• **Text to read**:
******************************

[SOUND] This lecture is about,
Opinion Mining and Sentiment Analysis,
covering, Motivation.
In this lecture,
we're going to start, talking about,
mining a different kind of knowledge.
Namely, knowledge about the observer or
humans that have generated the text data.
In particular, we're going to talk about
the opinion mining and sentiment analysis.
As we discussed earlier, text data
can be regarded as data generated
from humans as subjective sensors.
In contrast, we have other devices such
as video recorder that can report what's
happening in the real world objective to
generate the viewer data for example.
Now the main difference between test
data and other data, like video data,
is that it has rich opinions,
and the content tends to be subjective
because it's generated from humans.
Now, this is actually a unique advantaged
of text data, as compared with other data,
because the office is a great
opportunity to understand the observers.
We can mine text data to
understand their opinions.
Understand people's preferences,
how people think about something.
So this lecture and the following lectures
will be mainly about how we can mine and
analyze opinions buried
in a lot of text data.
So let's start with
the concept of opinion.
It's not that easy to
formally define opinion, but
mostly we would define
opinion as a subjective
statement describing what a person
believes or thinks about something.
Now, I highlighted quite a few words here.
And that's because it's worth thinking
a little bit more about these words.
And that will help us better
understand what's in an opinion.
And this further helps us to
define opinion more formally.
Which is always needed to computation to
resolve the problem of opinion mining.
So let's first look at the key
word of subjective here.
This is in contrast with objective
statement or factual statement.
Those statements can be proved right or
wrong.
And this is a key differentiating
factor from opinions
which tends to be not
easy to prove wrong or
right, because it reflects what
the person thinks about something.
So in contrast, objective statement can
usually be proved wrong or correct.
For example, you might say this
computer has a screen and a battery.

******************************

Lines of data
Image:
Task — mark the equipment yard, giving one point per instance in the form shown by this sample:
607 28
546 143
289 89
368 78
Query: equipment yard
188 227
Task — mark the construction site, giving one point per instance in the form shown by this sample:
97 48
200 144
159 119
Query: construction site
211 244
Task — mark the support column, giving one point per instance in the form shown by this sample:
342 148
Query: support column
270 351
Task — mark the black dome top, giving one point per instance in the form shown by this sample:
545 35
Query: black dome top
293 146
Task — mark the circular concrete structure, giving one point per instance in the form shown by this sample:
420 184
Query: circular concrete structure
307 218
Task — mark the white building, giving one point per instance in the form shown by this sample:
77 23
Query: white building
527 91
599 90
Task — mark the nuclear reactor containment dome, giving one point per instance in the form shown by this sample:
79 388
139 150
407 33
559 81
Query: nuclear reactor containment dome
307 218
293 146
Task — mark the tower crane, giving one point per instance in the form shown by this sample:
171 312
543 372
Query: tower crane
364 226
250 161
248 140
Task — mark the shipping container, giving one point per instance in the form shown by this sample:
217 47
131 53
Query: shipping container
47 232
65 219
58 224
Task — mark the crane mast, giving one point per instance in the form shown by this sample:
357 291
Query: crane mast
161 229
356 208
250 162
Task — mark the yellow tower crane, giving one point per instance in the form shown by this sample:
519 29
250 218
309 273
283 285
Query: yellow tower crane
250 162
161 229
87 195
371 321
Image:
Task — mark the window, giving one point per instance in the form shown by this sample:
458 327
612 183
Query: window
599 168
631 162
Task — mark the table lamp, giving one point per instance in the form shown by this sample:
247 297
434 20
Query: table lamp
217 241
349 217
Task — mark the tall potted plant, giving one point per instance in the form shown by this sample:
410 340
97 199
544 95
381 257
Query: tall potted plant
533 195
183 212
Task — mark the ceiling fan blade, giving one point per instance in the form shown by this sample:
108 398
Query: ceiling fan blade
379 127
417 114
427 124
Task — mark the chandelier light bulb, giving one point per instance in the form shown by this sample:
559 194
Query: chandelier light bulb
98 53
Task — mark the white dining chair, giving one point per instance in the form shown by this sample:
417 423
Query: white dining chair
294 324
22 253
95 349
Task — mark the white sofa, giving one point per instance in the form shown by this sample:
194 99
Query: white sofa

******************************

• **Given problem**: According to the opinion mining lecture, what can we understand by mining text data? List each thing it names.

• **Correct answer**:
- Their opinions
- People's preferences
- How people think about something